** Begin **

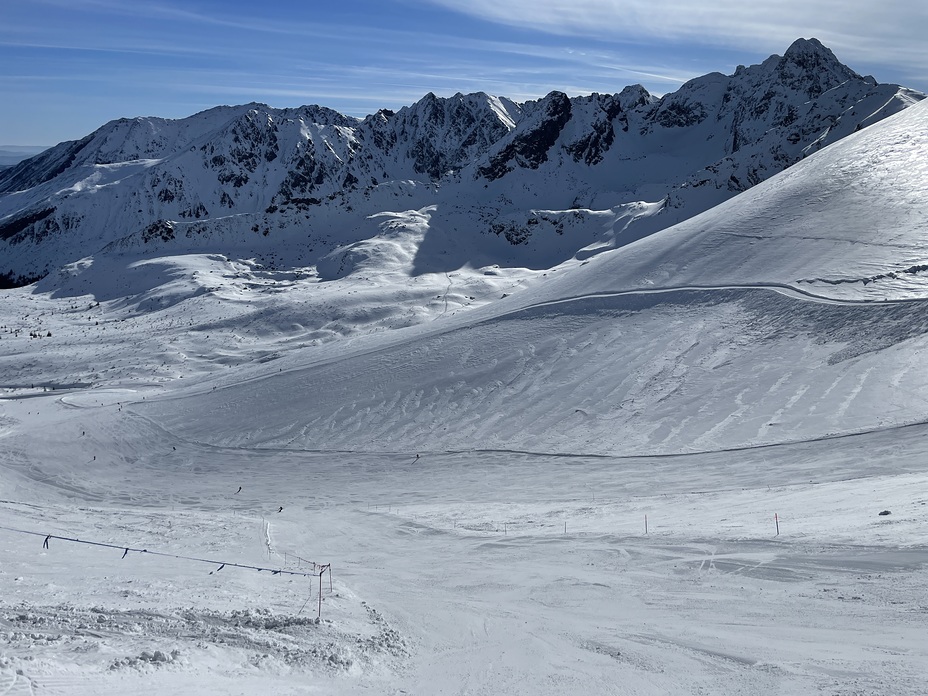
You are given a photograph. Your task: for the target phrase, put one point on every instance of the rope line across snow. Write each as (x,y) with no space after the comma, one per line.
(318,568)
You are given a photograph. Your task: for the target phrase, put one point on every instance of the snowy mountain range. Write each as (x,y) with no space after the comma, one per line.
(549,442)
(516,185)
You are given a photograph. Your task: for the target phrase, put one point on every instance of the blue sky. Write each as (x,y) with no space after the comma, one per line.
(68,66)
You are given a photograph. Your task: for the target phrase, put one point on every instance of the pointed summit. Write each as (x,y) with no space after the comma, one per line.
(811,68)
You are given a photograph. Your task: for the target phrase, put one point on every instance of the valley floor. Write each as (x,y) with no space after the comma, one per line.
(456,573)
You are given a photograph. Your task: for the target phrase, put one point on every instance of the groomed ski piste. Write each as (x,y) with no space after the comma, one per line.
(695,464)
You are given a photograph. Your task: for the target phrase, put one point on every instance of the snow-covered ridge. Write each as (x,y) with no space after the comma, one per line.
(249,179)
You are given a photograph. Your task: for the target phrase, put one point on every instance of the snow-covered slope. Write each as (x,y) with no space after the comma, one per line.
(520,185)
(216,423)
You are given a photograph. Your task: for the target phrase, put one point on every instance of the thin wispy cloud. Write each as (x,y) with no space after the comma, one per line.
(854,27)
(106,59)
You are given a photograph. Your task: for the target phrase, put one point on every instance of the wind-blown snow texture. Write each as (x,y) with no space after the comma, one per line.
(547,478)
(249,179)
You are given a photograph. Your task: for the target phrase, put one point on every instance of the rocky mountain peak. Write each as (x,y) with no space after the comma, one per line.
(812,69)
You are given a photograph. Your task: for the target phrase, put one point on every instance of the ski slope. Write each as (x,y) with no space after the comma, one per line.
(479,469)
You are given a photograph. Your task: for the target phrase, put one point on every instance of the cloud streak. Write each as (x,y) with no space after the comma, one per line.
(855,28)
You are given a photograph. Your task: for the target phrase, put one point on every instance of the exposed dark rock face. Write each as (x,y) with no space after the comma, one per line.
(229,170)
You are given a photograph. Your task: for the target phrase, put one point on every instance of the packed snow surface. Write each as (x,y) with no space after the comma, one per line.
(694,464)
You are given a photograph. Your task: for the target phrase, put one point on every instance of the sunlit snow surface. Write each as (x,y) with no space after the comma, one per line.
(765,358)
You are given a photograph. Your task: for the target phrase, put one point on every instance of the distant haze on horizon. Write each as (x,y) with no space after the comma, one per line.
(71,66)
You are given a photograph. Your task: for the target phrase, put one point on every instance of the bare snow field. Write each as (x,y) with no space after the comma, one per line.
(660,470)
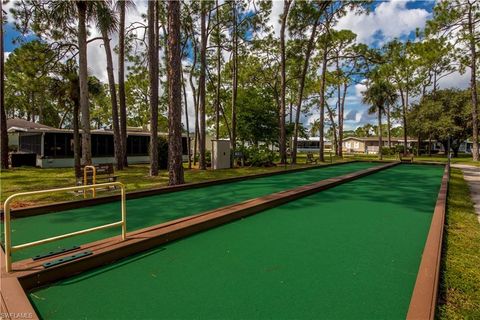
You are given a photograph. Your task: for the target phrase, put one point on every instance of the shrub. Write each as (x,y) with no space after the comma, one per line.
(386,151)
(162,153)
(208,158)
(258,156)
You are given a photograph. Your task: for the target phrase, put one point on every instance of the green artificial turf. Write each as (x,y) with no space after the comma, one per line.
(351,252)
(148,211)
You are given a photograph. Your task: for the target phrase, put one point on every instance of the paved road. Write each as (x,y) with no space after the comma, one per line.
(472,176)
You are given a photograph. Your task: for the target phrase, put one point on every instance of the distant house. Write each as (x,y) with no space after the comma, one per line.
(369,145)
(54,147)
(312,144)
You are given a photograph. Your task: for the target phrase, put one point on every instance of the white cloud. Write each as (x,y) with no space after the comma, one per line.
(359,89)
(455,80)
(390,19)
(274,17)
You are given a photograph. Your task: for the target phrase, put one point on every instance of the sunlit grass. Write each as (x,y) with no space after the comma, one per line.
(135,177)
(460,275)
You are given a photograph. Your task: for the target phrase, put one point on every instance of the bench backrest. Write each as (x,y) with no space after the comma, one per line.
(101,169)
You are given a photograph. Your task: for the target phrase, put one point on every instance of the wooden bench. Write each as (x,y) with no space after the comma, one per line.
(311,159)
(104,173)
(405,157)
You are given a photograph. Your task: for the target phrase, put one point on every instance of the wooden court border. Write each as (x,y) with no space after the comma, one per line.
(82,203)
(424,298)
(28,274)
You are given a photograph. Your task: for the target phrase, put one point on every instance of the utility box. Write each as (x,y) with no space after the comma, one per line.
(220,154)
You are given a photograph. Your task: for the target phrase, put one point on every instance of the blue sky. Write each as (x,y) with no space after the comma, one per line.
(387,20)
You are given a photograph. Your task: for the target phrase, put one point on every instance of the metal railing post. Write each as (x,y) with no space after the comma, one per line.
(8,235)
(94,179)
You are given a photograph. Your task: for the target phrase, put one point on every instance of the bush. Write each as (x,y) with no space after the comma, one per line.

** End **

## Short exercise
Print the whole listing above once more, word for word, without its pictures.

## Result for this task
You are given a photograph. Your task: for the target phrase, put one point on every instance of the rope line across snow. Write each as (x,y) with no space after the comma, one per line.
(318,568)
You are given a photograph. Your task: for the target phrase, put one point on every instance of the snowy mountain range. Write each as (x,y) with no space after the comma, one per line.
(549,442)
(516,185)
You are given a photograph. Your task: for the target phrase, put one point on every instance of the blue sky. Write each as (x,y) with no space after the comma, one per line.
(68,66)
You are given a photograph. Your task: for the target phrase, put one point on every instance of the pointed summit. Write each as (x,y) with no space after the comma, one per line.
(811,68)
You are given a photograph. Your task: for the target phrase, put one point on every instance of the valley floor. Write each as (x,y) with no space after the comma, one per line.
(456,573)
You are given a photograph. Your task: for the target phrase, put one point on every instance of the groomed ski piste. Write each as (x,y) with no space after the comma, one per line.
(695,464)
You are given a photograph. Your task: for the target phrase, put one point on every instance of the snow-covered ridge. Write each as (x,y) with no space after the comma, one per line.
(249,179)
You are given a photograph. Your task: for the target phrase, put one point on every instance of the snow-covered slope. Write each as (x,y) with no space after the comma, one per line.
(520,185)
(216,423)
You are given a photograph. Your task: for the target phrase, put one point on every instance of the thin wispy cloud. Write each as (x,y) with no space after the comma, one per line.
(854,27)
(106,59)
You are given a photograph. Your task: for the target phrase, put one point on every instance of the wind-blown snow texture. Write each as (x,y) with no space after the comma, one per line.
(547,478)
(249,179)
You are given a photograph. Your task: for the target phrase, put one point on every instance of the rocky mountain peak. Write each as (x,y) with no space after the comma, one per line.
(812,69)
You are given a photograph. Your task: for the target phrase, put one point on every instance of the ski slope. Write each as (x,y) with no space after the comma, one per line.
(479,469)
You are given a photograph. Your task: for the target phrase, put one point on every instance of the cloud streak. Write each as (x,y) with no space after the comma, one per line.
(855,28)
You are given a photograph. Your task: for the target phrase, put one point on every instance of the exposed dark rock face. Write each as (x,y) with no space after the comma, one per line.
(229,170)
You are given a photograph. Your task: for the target phrase, put one point on every instance of the packed snow surface. Write each as (x,y) with no space after the comma, one per line.
(694,464)
You are given a photograph. Your task: for the target phrase, put one point on every instance of the sunlit snow surface. Write each as (x,y) with no space after the comma, one per line.
(765,358)
You are given a photograph. Your task: for the target phrase, put one point on every instance of the distant haze on horizon. Write each as (x,y) with no space after the comma, one per line.
(71,66)
You are given a photograph. Your task: for the target phrase, put one point on every instance of the bare snow field. Write each as (x,y) with no space after the comma, one per line.
(660,470)
You are given a photograph. Your task: for the target phrase, put one point on every instance of the shrub. Write each as (x,y) with no space after the comma, one per line.
(386,151)
(162,153)
(208,158)
(258,156)
You are given a photograph. Your task: for the target phrase, put one point on every instance of the green artificial turf. Write each as (x,y) with no space after the comma, one per line.
(351,252)
(148,211)
You are given a photograph. Your task: for the target phrase, put one point on every instance of the paved road. Write each as (x,y) with no space after the comma, one per line.
(472,176)
You are given a photograph. Your task: for the target phrase, put one point on every instance of the distant house. Write each as (x,y) with no space after the comma, one per line.
(369,145)
(54,147)
(312,144)
You are given a photograph. Your task: for the target phrase, put one point on every instance of the white cloud. Write each as (x,y) with no space after the comma, one per line.
(359,89)
(455,80)
(390,19)
(274,17)
You are given a photograph. Your task: for the target phrase, put one point on every instance of the sunlit grass. Write each as (x,y) with no space after the comma, one per line.
(135,177)
(460,275)
You are given a photograph. Your task: for the target phrase, put one point on every instance of the bench backrest. Write each as (x,y) with no space after the comma, one per line.
(101,169)
You are given a photograph. Your task: for the target phrase, put one point on every instance of the wooden bench. Write each as (x,y) with no space after the comma, one per line.
(311,159)
(104,173)
(405,157)
You are given a photograph. Your task: for the target phrase, put one point on every instance of the wooden court border. Write each as (x,y) with no space after the comma, one per line.
(82,203)
(424,298)
(28,274)
You are given a photograph. Your task: for the target phrase, put one point on every instance of the utility box. Write each as (x,y) with no space after the comma, one per line.
(220,154)
You are given a photograph. Your task: for the target phrase, put one point on every instance of the blue sky. Write each as (x,y) with no space after the comma, one per line.
(387,20)
You are given a photograph. Your task: for the target phrase, put one point on every instance of the metal railing post. Write each as (x,y) with no space after the comma, one per line.
(8,235)
(94,179)
You are given a photograph. Your task: for the target phrase, put one point on every instance of the bush. Write each as (x,y) with no space after the comma, one per line.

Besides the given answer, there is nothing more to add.